Source records:
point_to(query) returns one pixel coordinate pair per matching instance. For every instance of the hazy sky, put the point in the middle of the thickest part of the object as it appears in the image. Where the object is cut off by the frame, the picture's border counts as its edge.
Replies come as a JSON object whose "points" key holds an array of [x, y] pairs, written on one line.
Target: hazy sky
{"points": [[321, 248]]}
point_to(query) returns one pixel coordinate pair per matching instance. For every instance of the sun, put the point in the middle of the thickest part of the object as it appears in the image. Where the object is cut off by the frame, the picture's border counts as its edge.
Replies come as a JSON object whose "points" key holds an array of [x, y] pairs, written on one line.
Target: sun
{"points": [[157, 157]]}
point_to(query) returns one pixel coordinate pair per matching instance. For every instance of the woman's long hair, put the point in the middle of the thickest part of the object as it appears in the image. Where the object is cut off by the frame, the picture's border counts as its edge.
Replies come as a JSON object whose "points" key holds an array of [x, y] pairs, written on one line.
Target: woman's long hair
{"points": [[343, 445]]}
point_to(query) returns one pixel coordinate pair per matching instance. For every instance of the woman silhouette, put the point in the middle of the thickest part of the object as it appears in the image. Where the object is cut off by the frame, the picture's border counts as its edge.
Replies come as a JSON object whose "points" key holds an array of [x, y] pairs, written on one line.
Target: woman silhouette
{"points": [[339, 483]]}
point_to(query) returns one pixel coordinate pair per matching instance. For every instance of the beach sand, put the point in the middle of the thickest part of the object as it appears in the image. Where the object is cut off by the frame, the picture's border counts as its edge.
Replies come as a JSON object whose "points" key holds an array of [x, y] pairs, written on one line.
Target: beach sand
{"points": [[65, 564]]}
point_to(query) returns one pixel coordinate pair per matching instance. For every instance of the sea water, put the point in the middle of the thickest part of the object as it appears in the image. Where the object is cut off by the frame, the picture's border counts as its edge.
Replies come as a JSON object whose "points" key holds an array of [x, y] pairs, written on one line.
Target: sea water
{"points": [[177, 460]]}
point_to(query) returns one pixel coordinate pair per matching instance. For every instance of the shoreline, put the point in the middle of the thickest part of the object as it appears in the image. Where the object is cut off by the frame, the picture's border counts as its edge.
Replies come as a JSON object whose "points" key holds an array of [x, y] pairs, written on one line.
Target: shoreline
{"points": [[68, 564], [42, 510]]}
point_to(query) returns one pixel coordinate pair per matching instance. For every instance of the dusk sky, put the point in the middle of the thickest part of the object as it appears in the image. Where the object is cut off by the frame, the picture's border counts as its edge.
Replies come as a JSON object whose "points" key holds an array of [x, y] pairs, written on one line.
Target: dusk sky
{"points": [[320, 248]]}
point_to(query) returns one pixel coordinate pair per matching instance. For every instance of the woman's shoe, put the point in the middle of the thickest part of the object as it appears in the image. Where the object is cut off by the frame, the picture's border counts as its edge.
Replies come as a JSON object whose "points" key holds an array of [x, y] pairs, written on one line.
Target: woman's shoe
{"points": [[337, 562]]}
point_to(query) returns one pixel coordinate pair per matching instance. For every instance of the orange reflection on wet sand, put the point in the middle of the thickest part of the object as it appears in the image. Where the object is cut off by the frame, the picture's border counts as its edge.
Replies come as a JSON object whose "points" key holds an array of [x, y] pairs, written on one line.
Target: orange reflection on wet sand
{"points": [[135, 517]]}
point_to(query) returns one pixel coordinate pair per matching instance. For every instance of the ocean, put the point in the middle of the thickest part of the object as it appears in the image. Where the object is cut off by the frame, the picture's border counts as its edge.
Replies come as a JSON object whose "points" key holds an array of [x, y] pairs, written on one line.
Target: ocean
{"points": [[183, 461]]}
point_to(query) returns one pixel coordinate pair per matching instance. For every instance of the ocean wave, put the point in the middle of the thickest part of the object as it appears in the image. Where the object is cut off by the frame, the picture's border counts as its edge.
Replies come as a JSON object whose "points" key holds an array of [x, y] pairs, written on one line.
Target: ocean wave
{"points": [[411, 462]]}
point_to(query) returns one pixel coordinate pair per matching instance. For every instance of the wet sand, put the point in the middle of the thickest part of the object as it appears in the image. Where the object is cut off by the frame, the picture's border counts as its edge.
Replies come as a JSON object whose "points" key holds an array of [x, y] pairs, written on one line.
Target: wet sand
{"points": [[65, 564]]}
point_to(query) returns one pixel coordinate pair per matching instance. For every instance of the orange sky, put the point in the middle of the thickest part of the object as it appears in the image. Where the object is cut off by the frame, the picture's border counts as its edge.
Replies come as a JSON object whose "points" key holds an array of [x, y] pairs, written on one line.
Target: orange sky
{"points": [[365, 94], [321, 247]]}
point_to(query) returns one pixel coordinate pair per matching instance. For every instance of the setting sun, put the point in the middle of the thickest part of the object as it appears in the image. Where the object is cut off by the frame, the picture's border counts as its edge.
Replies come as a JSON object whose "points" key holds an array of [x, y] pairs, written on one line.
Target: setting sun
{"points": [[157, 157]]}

*WORK TO COMPLETE*: Your answer should be every entry above, repeated exactly.

*EXERCISE OUTPUT*:
point_to(query) returns one pixel coordinate pair per matching instance. For every instance of the hazy sky, put the point in the middle of the thickest part of the object as it appears in the image. Where the object is cut off by the frame, the picture's border counts as its edge.
Replies come as a JSON object whose "points" key holds an array of [x, y] pairs, written on one line.
Target: hazy sky
{"points": [[321, 248]]}
point_to(query) returns one pixel coordinate pair per matching instance. For every instance of the sun, put the point in the middle of the thickest part of the object as it appears in the image. Where the object is cut off by the frame, the picture's border counts as its edge.
Replies come as a JSON object whose "points" key holds an array of [x, y] pairs, written on one line.
Target: sun
{"points": [[157, 157]]}
point_to(query) returns one pixel coordinate pair per matching instance. For every instance of the woman's long hair, put the point in the middle of the thickest part of the object as it appears in the image. Where the object is cut off by the frame, the picture's border counts as its edge.
Replies come as a JSON object whose "points" key holds an array of [x, y] pairs, written on one line.
Target: woman's long hair
{"points": [[343, 445]]}
point_to(query) returns one pixel coordinate pair per matching instance. For every instance of the woman silhouette, put the point in the middle of the thickest part of the object as it appears in the image. Where the object is cut off by the frame, the picture's border counts as its edge.
Replies come as a JSON object whose "points" key holds an array of [x, y] pairs, written on one line.
Target: woman silhouette
{"points": [[339, 483]]}
point_to(query) returns one pixel coordinate pair per matching instance. For every instance of the beach sand, put the point in the middle of the thickest part of the object as it appears in the image. Where the object is cut off by the frame, the picture's border counts as its edge.
Replies come as a JSON object whose "points" key holds an array of [x, y] pairs, written on one line.
Target: beach sand
{"points": [[65, 564]]}
point_to(query) returns one pixel coordinate pair per matching instance. For every instance of the sea water, put the point in the middle of the thickest part of the object as it appears in the image. Where the object is cut off by the frame, the picture's border counts as its edge.
Replies come as a JSON object whose "points" key holds an array of [x, y] pairs, written on one line.
Target: sea water
{"points": [[177, 460]]}
point_to(query) returns one pixel coordinate pair per matching instance. For every instance of the shoreline, put the point in the middle of the thickest part of the object as it appears in the image. Where the object is cut off by the frame, the picture's border counts as its edge.
Replies come as a JSON object whose "points" key holds an array of [x, y] pairs, written on one line.
Target: shoreline
{"points": [[68, 564], [42, 510]]}
point_to(query) returns one pixel coordinate pair per matching instance. For every instance of the dusk sky, put the point in the middle of the thickest part of the object as it appears in the image. Where the object is cut off by the frame, the picture's border counts as its edge.
Replies come as a JSON object whose "points" key holds an array of [x, y] pairs, written on one line.
Target: dusk sky
{"points": [[320, 248]]}
point_to(query) returns one pixel coordinate pair per matching instance. For every instance of the woman's shoe, put the point in the middle of the thickest part of the object as it appears in the image. Where the object is cut off by the frame, the picture's border counts as its edge.
Replies come as a JSON object whose "points" key holds an array of [x, y] pairs, written on one line.
Target: woman's shoe
{"points": [[337, 562]]}
point_to(query) returns one pixel coordinate pair per matching instance. For every instance of the orange reflection on wet sand, put the point in the middle of the thickest part of the object as it appears in the image. Where the object is cut off by the frame, the picture's border counts as its edge.
Replies come as a JSON object whose "points" key holds an array of [x, y] pairs, written on one line.
Target: orange reflection on wet sand
{"points": [[135, 517]]}
point_to(query) returns one pixel coordinate pair per matching instance. For every instance of the ocean, put the point in the middle of the thickest part of the object as it appears in the image. Where the object is cut off by the frame, the picture's border counts as its edge.
Replies come as a JSON object whose "points" key holds an array of [x, y] pairs, written on one line.
Target: ocean
{"points": [[183, 461]]}
point_to(query) returns one pixel coordinate pair per matching instance. For every instance of the ocean wave, put the point in the middle of the thickest part of the object as it appears in the image. Where the object is cut off by the frame, the picture's border counts as its edge.
Replies come as a JSON object whose "points" key holds an array of [x, y] pairs, written on one line.
Target: ocean wave
{"points": [[411, 462]]}
point_to(query) returns one pixel coordinate pair per matching instance. For every instance of the wet sand, put the point in the middle of the thickest part of the object as it appears in the image. Where the object is cut off by the frame, the picture's border counts as its edge.
Replies come as a JSON object whose "points" key holds an array of [x, y] pairs, written on one line.
Target: wet sand
{"points": [[65, 564]]}
point_to(query) returns one pixel coordinate pair per matching instance. For every instance of the orange sky, put the point in the middle of the thickest part of the object as it appears in the image. Where the object is cut off by the frame, the picture's border counts as its edge.
Replies come as a JSON object whose "points" key holds an array of [x, y] pairs, written on one line.
Target: orange sky
{"points": [[365, 94], [321, 247]]}
point_to(query) returns one pixel coordinate pair per matching instance. For every instance of the setting sun, put the point in the middle of the thickest part of the object as it appears in the image. Where the object is cut off by the frame, the picture's border counts as its edge.
Replies come as a JSON object whose "points" key holds an array of [x, y] pairs, written on one line.
Target: setting sun
{"points": [[157, 157]]}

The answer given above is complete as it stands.